• _Task_: Treat the line with "Where can you spot the license" as the starting point. Write it out and every line after it through the end of the listing below, exactly.

• _Record excerpts_:

[Start of Attachment]

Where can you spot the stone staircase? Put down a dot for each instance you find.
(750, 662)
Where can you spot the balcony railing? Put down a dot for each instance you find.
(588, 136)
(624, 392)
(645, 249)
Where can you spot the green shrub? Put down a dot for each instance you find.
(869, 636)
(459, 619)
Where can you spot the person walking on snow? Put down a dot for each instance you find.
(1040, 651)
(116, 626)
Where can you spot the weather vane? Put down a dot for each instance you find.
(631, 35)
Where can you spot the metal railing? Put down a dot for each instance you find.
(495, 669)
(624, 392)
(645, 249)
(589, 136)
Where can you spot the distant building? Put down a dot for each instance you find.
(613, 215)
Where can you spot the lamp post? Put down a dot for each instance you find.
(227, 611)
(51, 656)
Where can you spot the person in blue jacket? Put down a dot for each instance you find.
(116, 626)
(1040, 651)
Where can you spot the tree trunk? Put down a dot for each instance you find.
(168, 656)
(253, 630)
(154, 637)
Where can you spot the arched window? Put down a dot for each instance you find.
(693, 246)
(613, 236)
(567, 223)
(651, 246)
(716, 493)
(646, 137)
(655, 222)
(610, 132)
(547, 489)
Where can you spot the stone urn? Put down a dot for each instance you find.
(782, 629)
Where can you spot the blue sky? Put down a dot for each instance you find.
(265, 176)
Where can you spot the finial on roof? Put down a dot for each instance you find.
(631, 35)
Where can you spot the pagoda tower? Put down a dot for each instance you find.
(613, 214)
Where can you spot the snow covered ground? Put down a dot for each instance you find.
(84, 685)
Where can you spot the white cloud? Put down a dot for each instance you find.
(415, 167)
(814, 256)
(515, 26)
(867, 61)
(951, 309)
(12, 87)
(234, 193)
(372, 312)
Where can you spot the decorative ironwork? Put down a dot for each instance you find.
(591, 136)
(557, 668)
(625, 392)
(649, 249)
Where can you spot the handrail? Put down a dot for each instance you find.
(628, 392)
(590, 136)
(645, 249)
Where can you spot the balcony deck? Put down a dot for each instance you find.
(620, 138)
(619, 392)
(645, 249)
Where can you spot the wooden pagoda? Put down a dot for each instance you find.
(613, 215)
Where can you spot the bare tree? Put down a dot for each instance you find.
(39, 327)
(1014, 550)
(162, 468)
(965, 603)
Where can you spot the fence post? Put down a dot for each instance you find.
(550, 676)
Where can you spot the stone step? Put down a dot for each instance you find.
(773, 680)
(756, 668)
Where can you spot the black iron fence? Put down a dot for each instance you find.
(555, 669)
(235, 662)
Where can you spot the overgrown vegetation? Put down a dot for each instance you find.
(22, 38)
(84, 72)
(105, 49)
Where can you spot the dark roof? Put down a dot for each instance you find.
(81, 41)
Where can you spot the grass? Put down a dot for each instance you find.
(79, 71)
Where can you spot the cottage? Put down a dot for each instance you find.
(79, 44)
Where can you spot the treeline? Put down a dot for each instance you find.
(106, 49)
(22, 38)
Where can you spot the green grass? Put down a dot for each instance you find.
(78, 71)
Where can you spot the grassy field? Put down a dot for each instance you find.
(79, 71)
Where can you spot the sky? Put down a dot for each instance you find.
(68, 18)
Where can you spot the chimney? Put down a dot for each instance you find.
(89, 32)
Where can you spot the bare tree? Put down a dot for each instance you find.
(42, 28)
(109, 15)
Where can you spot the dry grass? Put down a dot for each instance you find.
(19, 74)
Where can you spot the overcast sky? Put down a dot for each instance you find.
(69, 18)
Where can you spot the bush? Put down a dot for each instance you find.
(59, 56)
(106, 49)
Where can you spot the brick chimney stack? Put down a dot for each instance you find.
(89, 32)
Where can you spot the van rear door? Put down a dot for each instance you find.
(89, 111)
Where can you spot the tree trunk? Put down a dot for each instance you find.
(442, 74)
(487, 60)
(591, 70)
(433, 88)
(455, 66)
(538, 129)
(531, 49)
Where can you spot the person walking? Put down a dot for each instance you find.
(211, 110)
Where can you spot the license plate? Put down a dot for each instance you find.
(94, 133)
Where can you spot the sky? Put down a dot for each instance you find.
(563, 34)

[End of Attachment]

• _Completed exercise_:
Where can you spot the license plate? Put down a dot for each instance you find.
(94, 133)
Where can you spot the sky? Put down a dot for each instance you find.
(563, 34)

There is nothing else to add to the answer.